Requirement: Print every one of the entries below word for word, keeping each line as it appears.

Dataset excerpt
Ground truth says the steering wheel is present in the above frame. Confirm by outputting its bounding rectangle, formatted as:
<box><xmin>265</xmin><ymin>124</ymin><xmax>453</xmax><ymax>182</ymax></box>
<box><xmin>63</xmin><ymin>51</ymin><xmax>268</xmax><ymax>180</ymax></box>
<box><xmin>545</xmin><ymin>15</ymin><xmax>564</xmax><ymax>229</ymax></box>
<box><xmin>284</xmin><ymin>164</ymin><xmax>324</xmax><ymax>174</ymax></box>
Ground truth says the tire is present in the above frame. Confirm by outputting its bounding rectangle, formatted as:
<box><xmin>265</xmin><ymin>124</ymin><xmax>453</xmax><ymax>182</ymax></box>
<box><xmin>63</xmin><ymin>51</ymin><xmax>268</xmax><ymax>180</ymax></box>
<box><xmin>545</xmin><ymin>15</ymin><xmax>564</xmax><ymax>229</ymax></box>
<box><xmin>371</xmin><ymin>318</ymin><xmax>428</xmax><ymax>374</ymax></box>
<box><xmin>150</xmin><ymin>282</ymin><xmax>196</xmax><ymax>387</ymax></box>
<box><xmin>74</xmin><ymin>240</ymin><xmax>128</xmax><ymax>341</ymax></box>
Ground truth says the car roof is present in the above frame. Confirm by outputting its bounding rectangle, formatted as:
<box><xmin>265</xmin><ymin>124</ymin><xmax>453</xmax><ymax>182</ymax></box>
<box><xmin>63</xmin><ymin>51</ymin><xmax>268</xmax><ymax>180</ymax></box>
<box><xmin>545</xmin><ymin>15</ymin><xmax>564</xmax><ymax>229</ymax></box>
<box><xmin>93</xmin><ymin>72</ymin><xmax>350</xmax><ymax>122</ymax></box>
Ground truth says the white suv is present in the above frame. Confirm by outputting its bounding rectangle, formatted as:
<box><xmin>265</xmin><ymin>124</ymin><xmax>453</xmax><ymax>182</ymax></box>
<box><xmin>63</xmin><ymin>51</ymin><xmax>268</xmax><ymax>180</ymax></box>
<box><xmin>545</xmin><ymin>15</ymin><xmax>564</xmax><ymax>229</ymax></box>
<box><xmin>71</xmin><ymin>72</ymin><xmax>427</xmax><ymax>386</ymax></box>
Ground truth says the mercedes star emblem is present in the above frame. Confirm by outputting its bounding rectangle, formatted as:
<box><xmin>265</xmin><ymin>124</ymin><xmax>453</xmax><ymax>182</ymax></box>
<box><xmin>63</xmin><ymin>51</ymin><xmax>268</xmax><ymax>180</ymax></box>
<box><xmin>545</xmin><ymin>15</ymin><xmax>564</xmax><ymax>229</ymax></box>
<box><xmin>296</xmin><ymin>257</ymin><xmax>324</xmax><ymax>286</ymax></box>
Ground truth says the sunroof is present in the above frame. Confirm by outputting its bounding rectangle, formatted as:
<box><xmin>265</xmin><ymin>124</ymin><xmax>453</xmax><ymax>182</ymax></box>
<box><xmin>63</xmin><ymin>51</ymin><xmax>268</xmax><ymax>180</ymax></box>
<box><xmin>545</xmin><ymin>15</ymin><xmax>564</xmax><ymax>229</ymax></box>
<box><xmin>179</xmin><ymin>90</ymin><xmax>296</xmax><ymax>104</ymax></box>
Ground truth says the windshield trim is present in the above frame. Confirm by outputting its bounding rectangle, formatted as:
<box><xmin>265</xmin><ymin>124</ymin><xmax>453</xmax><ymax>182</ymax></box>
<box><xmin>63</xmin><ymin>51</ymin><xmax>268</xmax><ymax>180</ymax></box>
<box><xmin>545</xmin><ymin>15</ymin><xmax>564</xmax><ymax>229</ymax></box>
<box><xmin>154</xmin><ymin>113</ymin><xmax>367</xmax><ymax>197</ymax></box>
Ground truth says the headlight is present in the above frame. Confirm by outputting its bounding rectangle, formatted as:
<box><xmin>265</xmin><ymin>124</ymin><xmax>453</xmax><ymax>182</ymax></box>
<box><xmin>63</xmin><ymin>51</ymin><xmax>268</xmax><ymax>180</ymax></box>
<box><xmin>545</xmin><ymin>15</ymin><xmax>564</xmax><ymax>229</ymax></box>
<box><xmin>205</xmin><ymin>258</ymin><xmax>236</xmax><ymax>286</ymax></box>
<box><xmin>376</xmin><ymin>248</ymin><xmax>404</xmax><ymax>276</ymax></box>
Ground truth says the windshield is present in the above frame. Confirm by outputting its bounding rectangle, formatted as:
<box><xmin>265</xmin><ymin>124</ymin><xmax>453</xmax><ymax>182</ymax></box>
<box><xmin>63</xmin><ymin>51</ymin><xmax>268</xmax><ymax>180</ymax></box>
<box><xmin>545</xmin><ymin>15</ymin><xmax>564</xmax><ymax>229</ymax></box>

Answer in full:
Ground truth says the steering wheel is present in the above frame. Confirm by outputting its bounding rectangle, formatted as:
<box><xmin>265</xmin><ymin>124</ymin><xmax>453</xmax><ymax>182</ymax></box>
<box><xmin>63</xmin><ymin>51</ymin><xmax>268</xmax><ymax>180</ymax></box>
<box><xmin>545</xmin><ymin>15</ymin><xmax>564</xmax><ymax>229</ymax></box>
<box><xmin>284</xmin><ymin>164</ymin><xmax>324</xmax><ymax>174</ymax></box>
Ground truth says the tire is present in the above frame. Confirm by outputting its bounding rectangle, formatted as:
<box><xmin>265</xmin><ymin>124</ymin><xmax>453</xmax><ymax>182</ymax></box>
<box><xmin>63</xmin><ymin>51</ymin><xmax>268</xmax><ymax>180</ymax></box>
<box><xmin>545</xmin><ymin>15</ymin><xmax>564</xmax><ymax>229</ymax></box>
<box><xmin>371</xmin><ymin>318</ymin><xmax>428</xmax><ymax>374</ymax></box>
<box><xmin>150</xmin><ymin>282</ymin><xmax>196</xmax><ymax>387</ymax></box>
<box><xmin>74</xmin><ymin>240</ymin><xmax>128</xmax><ymax>341</ymax></box>
Ground truth says the car roof is present in the above frame. Confirm by outputting its bounding rectangle, formatted as:
<box><xmin>265</xmin><ymin>124</ymin><xmax>453</xmax><ymax>182</ymax></box>
<box><xmin>63</xmin><ymin>51</ymin><xmax>268</xmax><ymax>180</ymax></box>
<box><xmin>545</xmin><ymin>15</ymin><xmax>564</xmax><ymax>229</ymax></box>
<box><xmin>93</xmin><ymin>72</ymin><xmax>350</xmax><ymax>122</ymax></box>
Ground truth says the white suv is present in the above frame. Confirm by outputting its bounding rectangle, formatted as:
<box><xmin>265</xmin><ymin>124</ymin><xmax>453</xmax><ymax>182</ymax></box>
<box><xmin>63</xmin><ymin>51</ymin><xmax>268</xmax><ymax>180</ymax></box>
<box><xmin>545</xmin><ymin>15</ymin><xmax>564</xmax><ymax>229</ymax></box>
<box><xmin>71</xmin><ymin>72</ymin><xmax>427</xmax><ymax>386</ymax></box>
Ground truth says the mercedes star emblem is present in the above frame. Confirm by outputting its bounding rectangle, formatted as:
<box><xmin>265</xmin><ymin>124</ymin><xmax>453</xmax><ymax>182</ymax></box>
<box><xmin>63</xmin><ymin>51</ymin><xmax>268</xmax><ymax>180</ymax></box>
<box><xmin>545</xmin><ymin>15</ymin><xmax>564</xmax><ymax>229</ymax></box>
<box><xmin>296</xmin><ymin>257</ymin><xmax>324</xmax><ymax>286</ymax></box>
Ground truth says the sunroof is present in the above frame. Confirm by outputting its bounding rectangle, formatted as:
<box><xmin>265</xmin><ymin>124</ymin><xmax>453</xmax><ymax>182</ymax></box>
<box><xmin>63</xmin><ymin>51</ymin><xmax>268</xmax><ymax>180</ymax></box>
<box><xmin>545</xmin><ymin>15</ymin><xmax>564</xmax><ymax>229</ymax></box>
<box><xmin>179</xmin><ymin>90</ymin><xmax>296</xmax><ymax>104</ymax></box>
Ground truth says the windshield trim is present in the above frame. Confirm by outputting its bounding rectangle, formatted as:
<box><xmin>265</xmin><ymin>124</ymin><xmax>453</xmax><ymax>182</ymax></box>
<box><xmin>63</xmin><ymin>51</ymin><xmax>268</xmax><ymax>180</ymax></box>
<box><xmin>545</xmin><ymin>15</ymin><xmax>564</xmax><ymax>229</ymax></box>
<box><xmin>154</xmin><ymin>113</ymin><xmax>367</xmax><ymax>197</ymax></box>
Ground truth says the headlight is present in the above frame. Confirm by outputting its bounding rectangle, formatted as:
<box><xmin>265</xmin><ymin>124</ymin><xmax>453</xmax><ymax>182</ymax></box>
<box><xmin>63</xmin><ymin>51</ymin><xmax>268</xmax><ymax>180</ymax></box>
<box><xmin>545</xmin><ymin>15</ymin><xmax>564</xmax><ymax>229</ymax></box>
<box><xmin>205</xmin><ymin>258</ymin><xmax>236</xmax><ymax>286</ymax></box>
<box><xmin>376</xmin><ymin>248</ymin><xmax>404</xmax><ymax>276</ymax></box>
Ground truth says the windshield is present in the above frame. Confirm by outputting its bounding rectangle, formatted as:
<box><xmin>265</xmin><ymin>124</ymin><xmax>453</xmax><ymax>182</ymax></box>
<box><xmin>63</xmin><ymin>51</ymin><xmax>268</xmax><ymax>180</ymax></box>
<box><xmin>545</xmin><ymin>15</ymin><xmax>564</xmax><ymax>229</ymax></box>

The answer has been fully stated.